• **EXERCISE INSTRUCTIONS**
Format all of the data below as a JSON list of strings, with one string per line and blank lines omitted. Exclude the pictures from the answer.

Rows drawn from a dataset

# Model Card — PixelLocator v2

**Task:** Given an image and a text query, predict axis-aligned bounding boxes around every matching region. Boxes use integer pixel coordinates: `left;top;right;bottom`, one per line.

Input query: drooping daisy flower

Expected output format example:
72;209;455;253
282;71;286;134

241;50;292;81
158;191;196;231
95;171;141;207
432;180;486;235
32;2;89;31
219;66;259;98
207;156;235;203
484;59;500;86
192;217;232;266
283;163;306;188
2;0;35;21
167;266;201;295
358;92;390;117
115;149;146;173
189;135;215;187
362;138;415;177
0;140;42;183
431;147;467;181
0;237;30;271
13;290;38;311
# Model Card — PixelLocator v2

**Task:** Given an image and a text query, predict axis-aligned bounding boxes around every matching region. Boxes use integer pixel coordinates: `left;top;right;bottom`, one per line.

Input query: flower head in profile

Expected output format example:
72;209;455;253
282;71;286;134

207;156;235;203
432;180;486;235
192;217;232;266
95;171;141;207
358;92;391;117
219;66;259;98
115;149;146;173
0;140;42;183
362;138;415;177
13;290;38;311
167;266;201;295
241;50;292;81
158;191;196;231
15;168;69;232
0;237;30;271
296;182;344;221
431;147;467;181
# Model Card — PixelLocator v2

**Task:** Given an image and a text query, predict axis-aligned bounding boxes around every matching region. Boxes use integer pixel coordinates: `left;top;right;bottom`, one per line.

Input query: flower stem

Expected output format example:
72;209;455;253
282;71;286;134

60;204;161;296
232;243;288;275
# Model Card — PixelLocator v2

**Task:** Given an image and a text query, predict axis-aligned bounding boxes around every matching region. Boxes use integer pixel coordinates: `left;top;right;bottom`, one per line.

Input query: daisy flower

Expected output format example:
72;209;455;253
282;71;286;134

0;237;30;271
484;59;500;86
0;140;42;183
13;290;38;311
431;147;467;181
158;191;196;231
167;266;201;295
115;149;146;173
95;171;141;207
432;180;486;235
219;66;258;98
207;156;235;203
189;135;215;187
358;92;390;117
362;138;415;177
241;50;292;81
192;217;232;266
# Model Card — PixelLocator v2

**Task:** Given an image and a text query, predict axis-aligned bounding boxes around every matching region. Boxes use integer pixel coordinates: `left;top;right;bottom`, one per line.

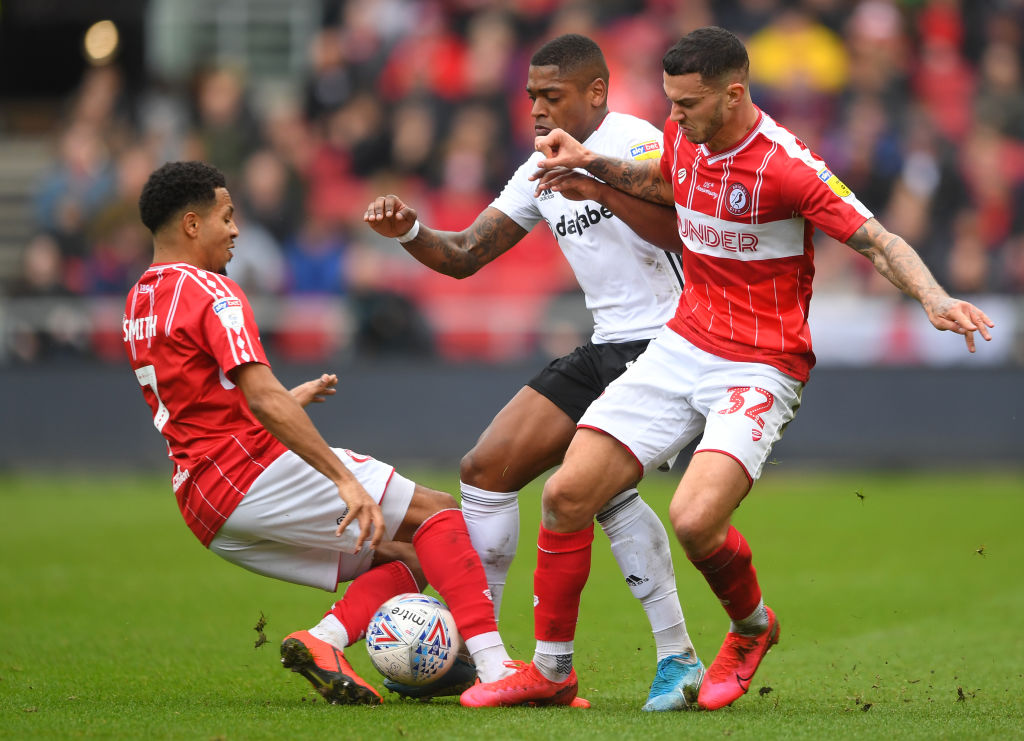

• **TASK ANSWER**
[
  "# Model Card — PixelLocator v2",
  "**Task:** Given an image and a text query, predict axis-aligned bounding boxes around every matching region. Boxes use integer pixel coordinates: `left;top;right;bottom`, one per line.",
  "Input query: drooping daisy flower",
  "Expected output format example:",
  "72;209;455;253",
  "282;71;286;134",
  "241;50;292;81",
  "158;191;196;231",
  "95;171;141;207",
  "432;180;486;235",
  "32;2;89;31",
  "219;66;259;98",
  "207;156;235;203",
  "484;59;500;86",
  "192;217;232;266",
  "283;163;306;188",
  "2;0;35;21",
  "167;266;201;295",
  "358;92;390;117",
  "115;149;146;173",
  "189;135;215;187",
  "362;138;415;177",
  "0;140;42;183",
  "431;147;467;181",
  "0;237;30;271",
  "13;290;38;311",
  "# Model Card — PixelLocator v2",
  "**Task:** Given an image and a text query, predict axis-aligned bounding boxes around every matching region. Boxes use integer pixel coordinates: `left;top;right;bottom`, one per line.",
  "Input query: flower head in profile",
  "Expected output format example:",
  "72;209;455;253",
  "282;71;286;134",
  "207;156;235;203",
  "432;180;486;235",
  "192;217;232;266",
  "95;171;141;207",
  "358;92;391;117",
  "219;66;259;98",
  "115;149;146;173",
  "0;140;42;183",
  "362;138;415;177",
  "13;290;38;311",
  "167;266;201;295",
  "241;50;292;81",
  "158;191;196;231",
  "15;168;69;232",
  "0;237;30;271",
  "296;182;344;221",
  "431;147;467;181",
  "# Model Card — PixelLocator v2",
  "**Task:** Given an image and a text query, predict axis-aligned bounding boxes around every matching region. Boxes use integer pixel coordinates: `left;top;right;bottom`, one per line.",
  "Input query: flower stem",
  "Expected output format example:",
  "72;209;455;253",
  "282;71;286;134",
  "60;204;161;296",
  "232;243;288;275",
  "# Model Card — PixelLocator v2",
  "**Task:** Given an image and a text query, predict axis-aligned bounding boxes around every matching region. Boxes use integer pixel coordinates: `left;top;right;bottom`, one per line.",
  "Input query: daisy flower",
  "Expected output format example:",
  "72;209;455;253",
  "282;71;286;134",
  "0;237;30;271",
  "484;59;500;86",
  "0;140;42;183",
  "13;290;38;311",
  "431;147;467;181",
  "158;191;196;231",
  "167;266;201;295",
  "115;149;146;173",
  "95;171;141;207",
  "432;180;486;235",
  "219;66;258;98",
  "207;156;235;203",
  "189;135;215;187",
  "358;92;390;117",
  "362;138;415;177",
  "241;50;292;81",
  "192;217;232;266",
  "# Model Card — PixelLocator v2",
  "**Task:** Given an image and a text query, predict axis-aligned bounding boxes around every matching region. Boxes use integer pixel coordinates: `left;top;right;bottom`, one per line."
]